▸ DOCUMENT SEGMENT:
>> begin

That's very well put!


----------



## BunBuns Human

Marrie said:


> Further information on the case:
> Between 2008 and 2009 they sold 619 rabbits, which earned them $4,600, with a profit of about $200."
> 619 rabbits, as both meat, pets.


 
$200 profit / 619 rabbits = $0.32 profit per rabbit

So for a few cents they were willing to abuse and kill a rabbit. Not only were they extremely poor "businessmen" they are poor excuses for humans.


----------



## Hyatt101

I don't think they were abusing and killing rabbits....


----------



## BunBuns Human

Hyatt101 said:


> I don't think they were abusing and killing rabbits....


Does the term "meat rabbit" have any meaning to you?

Do you think that those rabbits were given room to run, dig and frolic, to do what rabbits are meant to do or is it more likely that they were crammed into cages without outdoor access?


----------



## lauratunes12

There is just something about this story not adding up, and I can't figure out who or what to believe because of it. Somebody is leaving some information out somewhere.


----------



## Hyatt101

BunBuns Human said:


> Does the term "meat rabbit" have any meaning to you?
> 
> Do you think that those rabbits were given room to run, dig and frolic, to do what rabbits are meant to do or is it more likely that they were crammed into cages without outdoor access?



I know that most of us on here are against raising rabbits for meat, but it is something that is done. We don't know for sure that these rabbits were in "such horrible conditions". Yes, the cages were small, but they may have been getting exercise. 

I think it is extremely unfair to say that they are "poor excuses for humans".

>> end

▸ MATERIAL:
>> begin

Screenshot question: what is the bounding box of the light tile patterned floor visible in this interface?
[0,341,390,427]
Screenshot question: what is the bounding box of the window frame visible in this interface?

>> end

▸ TASKS:
1. List each forum member named in the rabbit thread, whether as a poster or as someone quoted.
2. Render this sentence from the rabbit thread in Spanish: "Somebody is leaving some information out somewhere."
The material has no connection to the rabbit thread.

▸ IN RESPONSE:
1.
BunBuns Human
Marrie
Hyatt101
lauratunes12

2. Alguien está omitiendo algo de información en alguna parte.